**Written exercise**
Copy every one of the records below word for word, with no changes.

**Given information**
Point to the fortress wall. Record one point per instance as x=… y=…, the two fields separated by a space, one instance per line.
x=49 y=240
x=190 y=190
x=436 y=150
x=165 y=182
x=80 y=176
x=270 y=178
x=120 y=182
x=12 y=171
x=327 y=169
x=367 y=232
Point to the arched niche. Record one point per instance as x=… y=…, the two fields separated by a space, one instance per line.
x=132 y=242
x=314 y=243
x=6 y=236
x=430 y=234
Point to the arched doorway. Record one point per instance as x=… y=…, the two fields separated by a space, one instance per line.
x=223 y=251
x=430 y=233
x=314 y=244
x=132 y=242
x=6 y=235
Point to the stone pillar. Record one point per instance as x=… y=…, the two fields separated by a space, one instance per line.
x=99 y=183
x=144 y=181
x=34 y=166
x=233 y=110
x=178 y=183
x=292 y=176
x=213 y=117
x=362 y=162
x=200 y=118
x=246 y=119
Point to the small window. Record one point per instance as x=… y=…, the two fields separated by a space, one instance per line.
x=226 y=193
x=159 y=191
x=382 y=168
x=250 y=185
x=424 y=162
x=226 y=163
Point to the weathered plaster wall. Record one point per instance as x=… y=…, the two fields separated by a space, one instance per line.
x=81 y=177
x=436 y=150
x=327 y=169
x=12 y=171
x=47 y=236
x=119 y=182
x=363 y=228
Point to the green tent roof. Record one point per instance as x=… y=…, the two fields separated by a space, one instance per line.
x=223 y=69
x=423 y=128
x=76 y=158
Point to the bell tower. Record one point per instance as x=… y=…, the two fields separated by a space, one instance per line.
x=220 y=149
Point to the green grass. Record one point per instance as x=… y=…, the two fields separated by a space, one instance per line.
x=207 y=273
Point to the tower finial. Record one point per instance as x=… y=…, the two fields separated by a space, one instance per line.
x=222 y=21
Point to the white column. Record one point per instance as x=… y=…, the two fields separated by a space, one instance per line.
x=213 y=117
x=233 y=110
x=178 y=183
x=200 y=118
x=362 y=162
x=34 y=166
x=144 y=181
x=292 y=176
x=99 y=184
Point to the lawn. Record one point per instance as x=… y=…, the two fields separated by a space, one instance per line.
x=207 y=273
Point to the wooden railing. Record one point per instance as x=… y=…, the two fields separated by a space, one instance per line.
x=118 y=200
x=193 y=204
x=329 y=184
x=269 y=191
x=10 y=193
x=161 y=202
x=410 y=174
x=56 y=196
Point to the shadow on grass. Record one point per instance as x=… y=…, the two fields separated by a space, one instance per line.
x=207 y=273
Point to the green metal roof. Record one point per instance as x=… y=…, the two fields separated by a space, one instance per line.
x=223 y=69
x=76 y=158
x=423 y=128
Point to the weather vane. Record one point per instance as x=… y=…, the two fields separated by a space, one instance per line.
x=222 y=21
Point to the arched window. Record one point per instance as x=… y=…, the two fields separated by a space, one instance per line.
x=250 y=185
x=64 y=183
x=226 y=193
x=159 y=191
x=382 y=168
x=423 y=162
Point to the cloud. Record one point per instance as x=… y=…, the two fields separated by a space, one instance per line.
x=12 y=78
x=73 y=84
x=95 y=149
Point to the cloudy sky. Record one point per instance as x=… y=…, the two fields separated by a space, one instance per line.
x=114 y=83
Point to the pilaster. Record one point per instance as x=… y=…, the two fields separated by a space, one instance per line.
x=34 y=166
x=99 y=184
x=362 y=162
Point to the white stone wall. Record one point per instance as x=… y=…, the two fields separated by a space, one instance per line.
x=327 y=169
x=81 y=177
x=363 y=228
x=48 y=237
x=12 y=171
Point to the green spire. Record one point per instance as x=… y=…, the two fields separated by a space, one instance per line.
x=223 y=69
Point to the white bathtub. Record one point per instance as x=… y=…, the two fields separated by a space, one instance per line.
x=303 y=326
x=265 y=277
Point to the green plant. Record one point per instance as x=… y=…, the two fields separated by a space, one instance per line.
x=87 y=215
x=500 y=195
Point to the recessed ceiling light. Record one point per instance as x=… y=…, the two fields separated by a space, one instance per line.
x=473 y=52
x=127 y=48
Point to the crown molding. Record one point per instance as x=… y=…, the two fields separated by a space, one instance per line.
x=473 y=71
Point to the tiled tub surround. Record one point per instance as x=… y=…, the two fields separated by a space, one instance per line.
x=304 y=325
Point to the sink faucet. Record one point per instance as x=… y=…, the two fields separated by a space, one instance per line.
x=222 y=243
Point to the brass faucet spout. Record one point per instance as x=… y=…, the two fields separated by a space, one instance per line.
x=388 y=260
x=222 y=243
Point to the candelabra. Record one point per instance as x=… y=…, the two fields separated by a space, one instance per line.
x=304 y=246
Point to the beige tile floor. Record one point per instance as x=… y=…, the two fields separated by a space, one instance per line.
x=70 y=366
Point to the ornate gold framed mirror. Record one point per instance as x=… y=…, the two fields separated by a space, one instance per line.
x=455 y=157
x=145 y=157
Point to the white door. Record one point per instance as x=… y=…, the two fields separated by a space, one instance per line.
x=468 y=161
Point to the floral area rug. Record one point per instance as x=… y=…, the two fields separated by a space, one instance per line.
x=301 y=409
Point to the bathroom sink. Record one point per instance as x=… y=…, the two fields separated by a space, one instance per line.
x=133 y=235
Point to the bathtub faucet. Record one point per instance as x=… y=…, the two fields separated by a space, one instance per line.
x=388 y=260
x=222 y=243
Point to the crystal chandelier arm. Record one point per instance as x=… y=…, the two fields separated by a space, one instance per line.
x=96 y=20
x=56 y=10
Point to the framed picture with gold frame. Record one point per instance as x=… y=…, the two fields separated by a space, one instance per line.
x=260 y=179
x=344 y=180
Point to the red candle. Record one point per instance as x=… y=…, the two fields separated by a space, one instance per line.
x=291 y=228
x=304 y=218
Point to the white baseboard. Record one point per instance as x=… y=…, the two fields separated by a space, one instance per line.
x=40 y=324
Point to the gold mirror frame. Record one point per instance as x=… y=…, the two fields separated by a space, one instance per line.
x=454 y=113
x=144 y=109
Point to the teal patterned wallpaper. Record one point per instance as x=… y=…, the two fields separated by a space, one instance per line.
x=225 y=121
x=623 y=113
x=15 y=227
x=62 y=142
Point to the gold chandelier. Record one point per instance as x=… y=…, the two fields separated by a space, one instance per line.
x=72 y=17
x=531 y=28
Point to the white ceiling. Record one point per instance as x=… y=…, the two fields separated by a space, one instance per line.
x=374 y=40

**Result of the exercise**
Point to the fortress wall. Record one point per instance as x=… y=…, the two fields separated by a space, one instance per line.
x=49 y=240
x=190 y=190
x=436 y=150
x=165 y=182
x=80 y=176
x=270 y=178
x=120 y=182
x=12 y=171
x=327 y=169
x=367 y=232
Point to the arched niche. Record one point per instance as x=… y=…, the two fields separated by a space, one instance per line.
x=132 y=242
x=314 y=243
x=6 y=236
x=430 y=234
Point to the arched doorway. Record one point per instance as x=… y=…, the two fields separated by a space, one instance per line.
x=223 y=251
x=430 y=233
x=314 y=244
x=132 y=242
x=6 y=235
Point to the stone pillar. Record one point per instance as x=… y=…, the two fields separated by a space, one instance per line.
x=99 y=183
x=144 y=181
x=34 y=166
x=233 y=110
x=178 y=183
x=292 y=176
x=213 y=117
x=362 y=162
x=200 y=118
x=246 y=119
Point to the small window. Record one point per instance as x=… y=…, the two fields separated by a space, one instance per line.
x=226 y=193
x=159 y=191
x=382 y=168
x=250 y=185
x=424 y=162
x=226 y=163
Point to the weathered plaster wall. Record one point per instance as x=… y=…, the two fields separated by a space, one instance per line.
x=81 y=177
x=436 y=150
x=327 y=169
x=12 y=171
x=47 y=236
x=119 y=182
x=363 y=228
Point to the green tent roof. Record one point per instance as x=… y=…, the two fields separated by a space, one instance per line.
x=223 y=69
x=423 y=128
x=76 y=158
Point to the bell tower. Record one point per instance as x=… y=…, the two fields separated by a space, one instance per line.
x=220 y=149
Point to the green grass. Record one point per instance as x=… y=…, the two fields separated by a space, one instance per line.
x=207 y=273
Point to the tower finial. Record one point per instance as x=… y=…, the two fields separated by a space, one instance per line.
x=222 y=21
Point to the white column. Record one point per instance as x=… y=…, the two fields separated by a space, one instance per line.
x=213 y=117
x=233 y=110
x=178 y=183
x=200 y=118
x=362 y=162
x=34 y=166
x=144 y=181
x=292 y=176
x=99 y=184
Point to the lawn. Record one point per instance as x=… y=…, the two fields separated by a space, one instance per line.
x=207 y=273
Point to the wooden railing. Record one point per instance as x=… y=…, the two fields separated by a space, one instance per line.
x=118 y=200
x=193 y=204
x=329 y=184
x=269 y=191
x=10 y=193
x=161 y=202
x=410 y=174
x=56 y=196
Point to the shadow on grass. Record one point per instance as x=… y=…, the two fields separated by a space, one instance per line.
x=207 y=273
Point to the green metal roof. Record one point per instance as x=… y=…, the two fields separated by a space, one instance per line.
x=223 y=69
x=76 y=158
x=423 y=128
Point to the weather vane. Record one point per instance as x=… y=…, the two fields separated by a space, one instance per line.
x=222 y=21
Point to the arched window. Record one point per instance as x=… y=…, the two fields separated by a space, one instance per line.
x=250 y=185
x=64 y=183
x=226 y=193
x=159 y=191
x=382 y=168
x=423 y=162
Point to the cloud. Record one point per instance as x=… y=…, the two fields separated by a space, one instance per line.
x=12 y=78
x=73 y=84
x=95 y=149
Point to the cloudy sky. Record one point per instance as x=… y=…, the two fields separated by a space, one instance per line.
x=114 y=83
Point to the pilaster. Record one point per instance as x=… y=…, the two fields separated by a space, one instance per line.
x=34 y=166
x=99 y=184
x=362 y=162
Point to the white stone wall. Record one point per instance as x=… y=…, the two fields separated by a space, one instance per line.
x=327 y=169
x=81 y=177
x=363 y=228
x=48 y=237
x=12 y=171
Point to the green spire. Record one point per instance as x=… y=…, the two fields separated by a space, one instance per line.
x=223 y=69
Point to the white bathtub. Record one point per instance as x=… y=…, the two fields separated by a space, one instance per line.
x=303 y=326
x=265 y=277
Point to the green plant. Record one point per instance as x=… y=…, the two fields separated by a space, one instance per line.
x=87 y=215
x=500 y=195
Point to the recessed ceiling light. Record one point per instance as x=… y=…, the two fields separated by a space, one instance per line.
x=473 y=52
x=127 y=48
Point to the crown molding. Record one point per instance as x=… y=…, the two fields separated by a space, one instance per line.
x=473 y=71
Point to the tiled tub surround. Record one point per instance as x=… y=…, the two fields separated by a space, one instance per line.
x=304 y=325
Point to the sink faucet. Record one point per instance as x=… y=…, the two fields separated by a space, one instance per line.
x=222 y=243
Point to the brass faucet spout. Record one point per instance as x=… y=…, the two fields separated by a space, one instance per line.
x=388 y=260
x=222 y=243
Point to the candelabra. Record one point per instance as x=… y=…, the two fields separated by a space, one instance per line.
x=304 y=246
Point to the beige tile floor. Record one point per instance as x=… y=…, the two fields separated by a space, one instance per line.
x=70 y=366
Point to the ornate gold framed mirror. Record one point per instance as x=… y=…, the two fields separated by a space, one instance per line.
x=455 y=157
x=145 y=157
Point to the white door. Record one point per instance as x=… y=…, the two fields separated by a space, one instance per line.
x=468 y=161
Point to the floral area rug. Record one point per instance as x=… y=…, the two fields separated by a space, one instance per line.
x=301 y=409
Point to the bathroom sink. Record one point per instance as x=… y=…, the two fields separated by a space, one instance per line.
x=133 y=235
Point to the bathtub faucet. Record one point per instance as x=… y=…, the two fields separated by a space, one instance per line.
x=388 y=260
x=222 y=243
Point to the crystal chandelier arm. Record one point per instance as x=… y=…, the two fields separated by a space, one instance per line.
x=96 y=20
x=56 y=10
Point to the framed picture with gold frame. Record one point per instance as x=… y=…, the two fields separated by a space, one instance per line.
x=260 y=179
x=344 y=180
Point to the red candle. Record one point per instance as x=… y=…, the two fields separated by a space, one instance per line.
x=291 y=228
x=304 y=218
Point to the white baseboard. Record one point per instance as x=… y=…, the two fields separated by a space, one instance per line.
x=40 y=324
Point to the gold mirror frame. Record one point per instance as x=… y=…, the two fields separated by a space, one instance per line.
x=454 y=113
x=144 y=109
Point to the teal patterned wallpaper. Record one point per instance as x=… y=…, the two fields separated by a space, one instance per line.
x=225 y=121
x=623 y=113
x=15 y=227
x=62 y=142
Point to the gold chandelier. Record one point per instance as x=… y=…, the two fields separated by a space, one instance per line.
x=72 y=17
x=531 y=28
Point to the white ceiling. Record one point per instance as x=… y=…, the two fields separated by a space, one instance per line.
x=374 y=40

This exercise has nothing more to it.